Aim:
Can you set down every one of the items below again, line for line and without any change?

[Labeled point records]
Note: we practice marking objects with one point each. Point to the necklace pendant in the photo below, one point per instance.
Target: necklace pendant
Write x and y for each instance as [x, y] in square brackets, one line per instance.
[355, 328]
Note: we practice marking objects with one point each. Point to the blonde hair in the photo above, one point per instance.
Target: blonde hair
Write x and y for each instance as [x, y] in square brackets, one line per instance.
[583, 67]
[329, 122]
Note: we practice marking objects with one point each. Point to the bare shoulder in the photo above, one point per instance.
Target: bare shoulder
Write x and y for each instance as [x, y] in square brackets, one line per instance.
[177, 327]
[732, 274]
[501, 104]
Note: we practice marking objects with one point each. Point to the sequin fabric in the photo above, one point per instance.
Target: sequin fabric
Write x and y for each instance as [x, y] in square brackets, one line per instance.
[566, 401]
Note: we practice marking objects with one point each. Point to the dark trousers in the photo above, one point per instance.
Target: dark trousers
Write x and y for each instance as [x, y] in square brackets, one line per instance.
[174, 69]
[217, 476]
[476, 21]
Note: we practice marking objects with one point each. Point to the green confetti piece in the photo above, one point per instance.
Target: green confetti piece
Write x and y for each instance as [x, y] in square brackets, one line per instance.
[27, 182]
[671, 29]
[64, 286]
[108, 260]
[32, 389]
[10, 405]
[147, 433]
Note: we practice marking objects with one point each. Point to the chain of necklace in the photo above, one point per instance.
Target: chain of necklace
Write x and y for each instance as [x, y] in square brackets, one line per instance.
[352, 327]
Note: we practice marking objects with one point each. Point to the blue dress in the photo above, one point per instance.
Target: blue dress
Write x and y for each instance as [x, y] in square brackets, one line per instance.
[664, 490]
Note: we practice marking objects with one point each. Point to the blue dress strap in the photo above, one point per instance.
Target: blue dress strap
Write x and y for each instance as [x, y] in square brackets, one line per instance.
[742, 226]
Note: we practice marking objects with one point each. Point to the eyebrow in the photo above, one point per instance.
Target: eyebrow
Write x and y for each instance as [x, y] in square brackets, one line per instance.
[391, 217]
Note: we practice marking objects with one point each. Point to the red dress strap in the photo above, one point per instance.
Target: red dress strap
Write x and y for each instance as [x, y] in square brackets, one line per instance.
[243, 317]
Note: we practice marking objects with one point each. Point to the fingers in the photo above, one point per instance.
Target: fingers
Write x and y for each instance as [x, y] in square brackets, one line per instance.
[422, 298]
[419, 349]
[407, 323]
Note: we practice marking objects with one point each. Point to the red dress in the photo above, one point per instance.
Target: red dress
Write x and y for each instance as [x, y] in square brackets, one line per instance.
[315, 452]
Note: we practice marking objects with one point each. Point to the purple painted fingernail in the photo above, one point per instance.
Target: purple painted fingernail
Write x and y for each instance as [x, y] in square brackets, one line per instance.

Worked answer:
Note: we practice marking objects with one point each. Point to the necklace pendant in the photo below, one point per instance.
Target: necklace pendant
Write x and y for each instance as [x, y] in square brackets, one line per instance.
[355, 328]
Note: we practice marking objects with one point each. Point to the blonde hair in the photo above, one point per instance.
Target: blonde hair
Write x and y for each instance as [x, y] in square brackets, one line per instance.
[583, 67]
[329, 122]
Note: we practice marking objects with one point each. Point to the bare shoulder in the photo above, one point per instance.
Target: bare shoulder
Write x and y for each instance as [x, y] in square brackets, one line per instance.
[177, 327]
[732, 274]
[501, 104]
Note: we practice marking objects with one point each. Point to the sequin fabric in the photo above, one point per instance.
Target: sequin fabric
Write x and y for each instance as [x, y] in square brackets, one line per instance.
[566, 401]
Note: we practice marking objects with one point each. Point to the dark trousers in the photo above, one point per instance.
Target: dark trousers
Write x and y for each instance as [x, y] in square brackets, one line per instance.
[174, 69]
[217, 476]
[476, 21]
Note: we practice marking objects with one point each. Point to the green confetti piece in the photo above, one point per instance.
Target: green confetti piece
Write x and y for each instance as [x, y] in square brackets, one line per instance.
[27, 182]
[671, 29]
[64, 286]
[108, 260]
[32, 389]
[10, 405]
[147, 433]
Note: we practice marking objects with one point each. Point to the chain of necklace in the photo above, one point per instance.
Target: chain of necklace
Write x and y for each instance as [x, y] in square brackets, one line per instance.
[352, 327]
Note: we practice marking objects with one point each. Point to the blue dress in the photo above, one point per instance.
Target: blue dress
Write x and y for each instance as [x, y] in square brackets, one line per instance.
[664, 490]
Note: we practice marking objects with one point each. Point to the blue dress strap in the photo above, one point per instance.
Target: blue dress strap
Write x and y for each instance as [x, y] in square brackets, one line per instance.
[742, 226]
Note: we practice marking objects with one point each. Point to the eyebrow in the photo above, one point per instance.
Target: eyebrow
Write x and y for each instance as [x, y] in square brackets, one line per instance.
[391, 217]
Note: we practice marking objects with one point each. Point to the red dress strap in the photo above, one point per instance.
Target: red dress strap
Write x and y for each instance as [x, y] in square brackets, one line per instance.
[243, 317]
Note: we practice marking objects with one point each. Point to the fingers in the photo above, one point per instance.
Target: fingers
Write x and y for each instance as [x, y] in square brackets, one line per instance.
[422, 298]
[419, 349]
[407, 323]
Note: we practice marking objects with one point each. Point to the red dress in the photo above, one point per instance.
Target: red dress
Write x and y for each instance as [x, y] in square brackets, one line per instance.
[315, 452]
Note: we practice marking objects with one point each. Point to the purple painted fingernail in the photo above, one point per instance.
Target: purple painted fingernail
Write x and y for each instance as [x, y] in square brackets, one line per instance.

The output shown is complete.